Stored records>
◇ ◇ ◇ ◇ ◇
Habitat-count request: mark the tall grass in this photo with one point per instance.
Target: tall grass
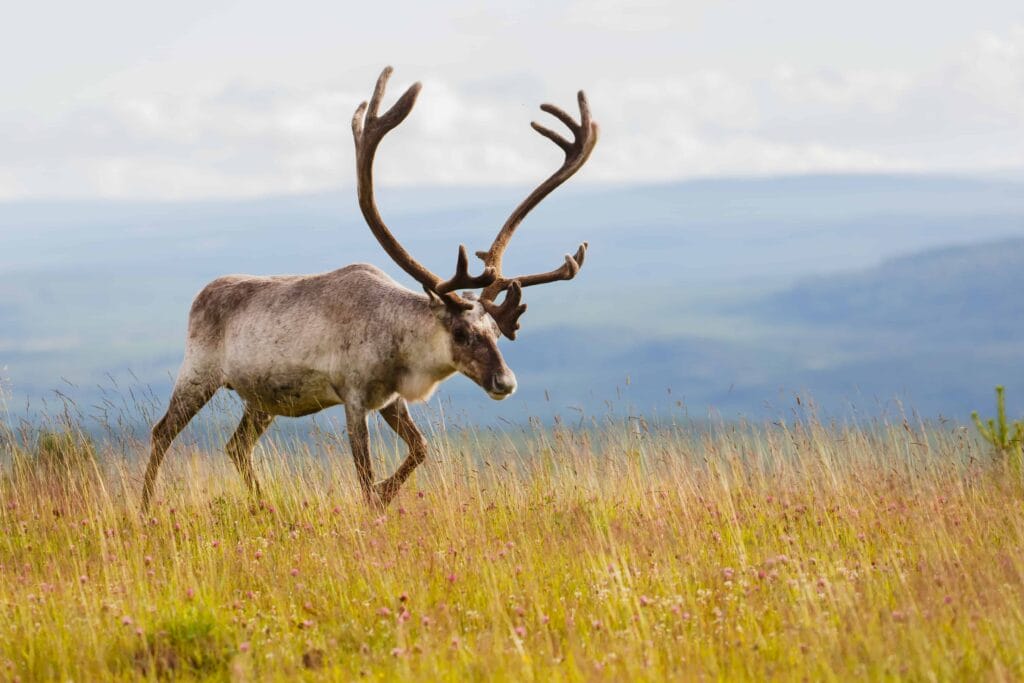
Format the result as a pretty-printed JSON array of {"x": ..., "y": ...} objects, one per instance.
[{"x": 626, "y": 552}]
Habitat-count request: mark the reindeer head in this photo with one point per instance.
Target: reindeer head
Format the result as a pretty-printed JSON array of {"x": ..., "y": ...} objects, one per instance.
[{"x": 472, "y": 323}]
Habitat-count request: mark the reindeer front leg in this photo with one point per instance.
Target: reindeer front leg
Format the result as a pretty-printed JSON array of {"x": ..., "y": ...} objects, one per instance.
[
  {"x": 358, "y": 437},
  {"x": 397, "y": 417}
]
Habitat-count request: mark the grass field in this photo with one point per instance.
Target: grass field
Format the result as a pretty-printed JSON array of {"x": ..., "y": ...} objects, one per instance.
[{"x": 621, "y": 552}]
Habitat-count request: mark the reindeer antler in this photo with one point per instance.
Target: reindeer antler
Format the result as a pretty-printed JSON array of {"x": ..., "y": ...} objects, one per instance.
[
  {"x": 585, "y": 136},
  {"x": 368, "y": 130}
]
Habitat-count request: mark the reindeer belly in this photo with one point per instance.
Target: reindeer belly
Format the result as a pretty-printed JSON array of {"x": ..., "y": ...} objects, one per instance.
[{"x": 292, "y": 393}]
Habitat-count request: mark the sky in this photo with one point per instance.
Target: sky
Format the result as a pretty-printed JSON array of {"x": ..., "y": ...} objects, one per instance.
[{"x": 214, "y": 98}]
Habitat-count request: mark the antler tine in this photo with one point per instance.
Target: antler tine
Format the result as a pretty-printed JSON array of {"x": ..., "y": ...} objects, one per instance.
[
  {"x": 462, "y": 280},
  {"x": 566, "y": 270},
  {"x": 585, "y": 134},
  {"x": 369, "y": 129},
  {"x": 508, "y": 312}
]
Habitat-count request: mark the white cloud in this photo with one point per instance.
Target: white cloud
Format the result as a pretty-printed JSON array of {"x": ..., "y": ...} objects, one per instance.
[{"x": 964, "y": 115}]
◇ ◇ ◇ ◇ ◇
Task requirements> Write the entries above out again exactly, but not the pictures.

Exercise answer>
Habitat-count request: mark the tall grass in this photo with one point per instance.
Target: tall grass
Format the result as a pretty-printed JSON array of {"x": ..., "y": ...} objects, one per instance.
[{"x": 626, "y": 552}]
Habitat-count request: mark the reindeer head in this photo with one point per instance.
Target: reindeer head
Format the result as a pretty-printed JSON array of {"x": ..., "y": ...} objects, one per instance.
[{"x": 472, "y": 323}]
Habitat-count request: mark the reindeer front leg in this photo with one point per instance.
Target: reindeer front leg
Format the result as a pretty-printed JSON array of {"x": ..., "y": ...} objects, one per instance.
[
  {"x": 358, "y": 437},
  {"x": 397, "y": 417}
]
Habitat-count request: mark the grass field in this photo with one point per instance.
Target: grass field
Format the result as a pretty-printed JSON array of {"x": ..., "y": ...} objects, one per instance.
[{"x": 621, "y": 552}]
Habitat-count request: mark the reindeer antler in this photo with one point per instance.
Target: reindeer antler
Format the result as a pretty-printed JSON array of {"x": ..., "y": ...} objects, one per instance.
[
  {"x": 585, "y": 136},
  {"x": 368, "y": 130}
]
Habitat-count request: mark the reindeer belly in this photo with one point per instance.
Target: reindeer belly
Format the result as a pretty-printed JSON array of {"x": ..., "y": ...} objects, one per instance.
[{"x": 292, "y": 393}]
Habitat-count request: mark the sky in this photo with one point per instance.
Target: sky
Format the result as a pretty-printed JSON array of {"x": ..., "y": ...} objects, one per instance.
[{"x": 214, "y": 98}]
Habitat-count request: mark the antler tine in this photo with one point per instance.
Target: antler tine
Format the result as a pretty-printed JSON array of {"x": ..., "y": ...} objects, one per instance.
[
  {"x": 462, "y": 280},
  {"x": 566, "y": 270},
  {"x": 585, "y": 134},
  {"x": 369, "y": 129},
  {"x": 508, "y": 312}
]
Habitat-count request: mark the white cloud in this photo with one point per instance.
Target: white cloud
Format the result as a pretty-printed JSON array of {"x": ..., "y": ...} objects, one per instance.
[{"x": 964, "y": 115}]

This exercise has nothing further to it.